• List of tasks:
A - Rewrite the passage on Michael Collins between "And the public" and "moon all alone!", inclusive, putting "dearly" in place of "terribly".
B - Carry on the article about astronaut Michael Collins, picking up after its final sentence.

• Exercise text:

◆ ◆ ◆ ◆ ◆ ◆ ◆

To go places and do things that have never been done before – that’s
what living is all about.
– Michael Collins.
Michael Collins, the former NASA astronaut who was the command module pilot and the third man of the famous Apollo 11 mission that landed the first men on moon, has died aged 90 after battling cancer.
Following his demise, the acting NASA Administrator Steve Jurczyk in a statement wrote; “Today the nation lost a true pioneer and lifelong advocate for exploration in astronaut Michael Collins. As pilot of the Apollo 11 command module – some called him the loneliest man in history – while his colleagues walked on the Moon for the first time, he helped our nation achieve a defining milestone. He also distinguished himself in the Gemini Program and as an Air Force pilot.”
And the public statement made by his family read; “We will miss him terribly. Yet we also know how lucky Mike felt to have lived the life he did. We will honor his wish for us to celebrate, not mourn, that life.”
The Unsung Hero
Collins was that one astronaut the general public forgot amidst the glory and attention they gave to the two men (Neil Armstrong and Edwin Aldrin) who actually stepped foot on the moon. Yet, Collins’ contribution to the mission was as important as anyone’s. While the two astronauts were on the moon, Collins orbited the moon once every 47 minutes for 21 hours and became the second human, after John Young, to visit the dark side of the moon all alone!

◆ ◆ ◆ ◆ ◆ ◆ ◆

• Supplied data:

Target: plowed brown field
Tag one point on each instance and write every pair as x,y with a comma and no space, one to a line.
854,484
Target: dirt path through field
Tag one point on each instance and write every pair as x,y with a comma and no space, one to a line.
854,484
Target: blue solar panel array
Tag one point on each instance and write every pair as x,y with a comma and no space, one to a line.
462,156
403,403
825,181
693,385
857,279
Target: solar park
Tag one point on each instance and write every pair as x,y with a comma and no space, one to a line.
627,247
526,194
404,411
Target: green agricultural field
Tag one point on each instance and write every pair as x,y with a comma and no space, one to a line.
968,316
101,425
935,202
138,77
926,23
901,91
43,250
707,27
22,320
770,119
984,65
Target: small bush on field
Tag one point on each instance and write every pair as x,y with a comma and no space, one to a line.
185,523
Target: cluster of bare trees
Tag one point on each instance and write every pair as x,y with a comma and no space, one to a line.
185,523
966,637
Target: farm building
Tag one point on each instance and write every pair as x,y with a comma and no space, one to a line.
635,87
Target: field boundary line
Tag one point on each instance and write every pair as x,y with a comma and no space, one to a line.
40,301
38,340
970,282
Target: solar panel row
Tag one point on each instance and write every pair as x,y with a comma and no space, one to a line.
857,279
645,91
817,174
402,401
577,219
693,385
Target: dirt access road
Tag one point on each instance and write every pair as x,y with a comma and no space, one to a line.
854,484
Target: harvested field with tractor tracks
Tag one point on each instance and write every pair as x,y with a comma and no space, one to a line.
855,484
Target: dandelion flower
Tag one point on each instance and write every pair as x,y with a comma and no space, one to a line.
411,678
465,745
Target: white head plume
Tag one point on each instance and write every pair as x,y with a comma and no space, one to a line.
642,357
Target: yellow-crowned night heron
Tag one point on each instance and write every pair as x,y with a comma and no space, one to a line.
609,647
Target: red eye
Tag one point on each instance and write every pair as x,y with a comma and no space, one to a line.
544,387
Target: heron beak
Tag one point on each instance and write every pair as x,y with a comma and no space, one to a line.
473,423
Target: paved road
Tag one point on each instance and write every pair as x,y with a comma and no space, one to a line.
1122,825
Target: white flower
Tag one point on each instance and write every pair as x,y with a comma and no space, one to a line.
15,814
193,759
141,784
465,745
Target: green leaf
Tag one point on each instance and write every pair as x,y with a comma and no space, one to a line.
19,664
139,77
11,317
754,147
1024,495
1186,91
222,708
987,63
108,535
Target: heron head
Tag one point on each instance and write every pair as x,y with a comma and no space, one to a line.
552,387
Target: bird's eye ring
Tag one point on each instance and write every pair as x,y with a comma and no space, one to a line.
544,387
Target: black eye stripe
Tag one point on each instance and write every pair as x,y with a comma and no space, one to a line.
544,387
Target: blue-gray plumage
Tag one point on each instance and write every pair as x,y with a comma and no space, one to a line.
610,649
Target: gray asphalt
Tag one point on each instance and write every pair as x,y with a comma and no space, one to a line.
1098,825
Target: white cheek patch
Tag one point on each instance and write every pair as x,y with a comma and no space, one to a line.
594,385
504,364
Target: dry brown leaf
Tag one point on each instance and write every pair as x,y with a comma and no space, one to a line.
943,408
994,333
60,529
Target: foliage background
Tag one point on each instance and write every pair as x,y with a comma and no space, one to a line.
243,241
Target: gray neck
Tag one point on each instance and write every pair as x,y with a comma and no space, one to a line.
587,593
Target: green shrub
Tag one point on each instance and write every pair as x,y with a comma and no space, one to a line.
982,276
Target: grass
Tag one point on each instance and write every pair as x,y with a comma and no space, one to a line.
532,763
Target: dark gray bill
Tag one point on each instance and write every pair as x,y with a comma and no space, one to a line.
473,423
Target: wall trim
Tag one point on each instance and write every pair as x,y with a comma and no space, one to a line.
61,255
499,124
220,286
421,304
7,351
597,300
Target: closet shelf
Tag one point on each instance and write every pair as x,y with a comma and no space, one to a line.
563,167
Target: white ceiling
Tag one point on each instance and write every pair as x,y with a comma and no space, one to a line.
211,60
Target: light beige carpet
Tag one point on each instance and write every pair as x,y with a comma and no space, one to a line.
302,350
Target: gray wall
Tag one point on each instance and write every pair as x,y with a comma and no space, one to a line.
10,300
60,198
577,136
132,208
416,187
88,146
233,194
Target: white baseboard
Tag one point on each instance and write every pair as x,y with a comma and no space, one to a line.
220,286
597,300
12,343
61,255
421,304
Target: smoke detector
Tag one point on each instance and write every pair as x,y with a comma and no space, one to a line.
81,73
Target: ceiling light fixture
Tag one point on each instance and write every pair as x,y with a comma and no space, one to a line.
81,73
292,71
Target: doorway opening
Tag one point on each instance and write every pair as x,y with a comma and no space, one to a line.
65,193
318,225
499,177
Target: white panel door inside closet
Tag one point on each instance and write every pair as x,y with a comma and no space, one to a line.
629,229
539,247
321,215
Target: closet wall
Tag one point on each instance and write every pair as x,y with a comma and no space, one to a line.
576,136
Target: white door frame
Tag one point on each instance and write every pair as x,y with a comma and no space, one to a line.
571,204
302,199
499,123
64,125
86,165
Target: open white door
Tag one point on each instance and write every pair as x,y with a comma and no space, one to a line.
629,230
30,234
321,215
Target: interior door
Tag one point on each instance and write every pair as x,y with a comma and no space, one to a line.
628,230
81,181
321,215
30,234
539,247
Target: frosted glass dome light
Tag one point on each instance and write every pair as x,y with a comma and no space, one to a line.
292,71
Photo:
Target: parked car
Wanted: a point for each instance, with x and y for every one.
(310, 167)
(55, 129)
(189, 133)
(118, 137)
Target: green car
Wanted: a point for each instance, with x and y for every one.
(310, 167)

◆ ◆ ◆ ◆ ◆ ◆ ◆

• Your responses:
A -
And the public statement made by his family read; “We will miss him dearly. Yet we also know how lucky Mike felt to have lived the life he did. We will honor his wish for us to celebrate, not mourn, that life.”
The Unsung Hero
Collins was that one astronaut the general public forgot amidst the glory and attention they gave to the two men (Neil Armstrong and Edwin Aldrin) who actually stepped foot on the moon. Yet, Collins’ contribution to the mission was as important as anyone’s. While the two astronauts were on the moon, Collins orbited the moon once every 47 minutes for 21 hours and became the second human, after John Young, to visit the dark side of the moon all alone!

B -
Collins later in his 1974 bestseller memoir, “Carrying the Fire: An Astronaut’s Journeys,” wrote how those moments really felt like; “I don’t mean to deny a feeling of solitude. It is there, reinforced by the fact that radio contact with the Earth abruptly cuts off at the instant I disappear behind the moon. I am alone now, truly alone, and absolutely isolated from any known life, I am it. If a count were taken, the score would be three billion plus two over on the other side of the moon, and one plus God knows what on this side.”
During the training for Apollo 11 mission, Collins was given the harder job of handling different complicated situations alone because his role for the mission demanded it. Deke Slayton, the director of flight crew operations, said; “His training pretty much required him to be alone. If something went wrong, he didn’t have anybody else to blame or complain to.”
Also, the role was definitely not for the faint-hearted because he was even trained to leave behind his crewmates if they failed to rise from the surface, or crash back into it.
Before the Apollo mission, back in 1966, Collins was part of NASA’s Gemini Program where he became only the fourth person to do a spacewalk and the first to meet another spacecraft in orbit. Collins retired from NASA in 1970 after a successful and eventful career. He served as director of Smithsonian’s National Air and Space Museum from 1971 to 1978. And remained an inspiration to young talents and future astronauts.
Though he left us now, he will live forever through his works.
It is human nature to stretch, to go, to see, to understand. Exploration is not a choice really – it’s an imperative.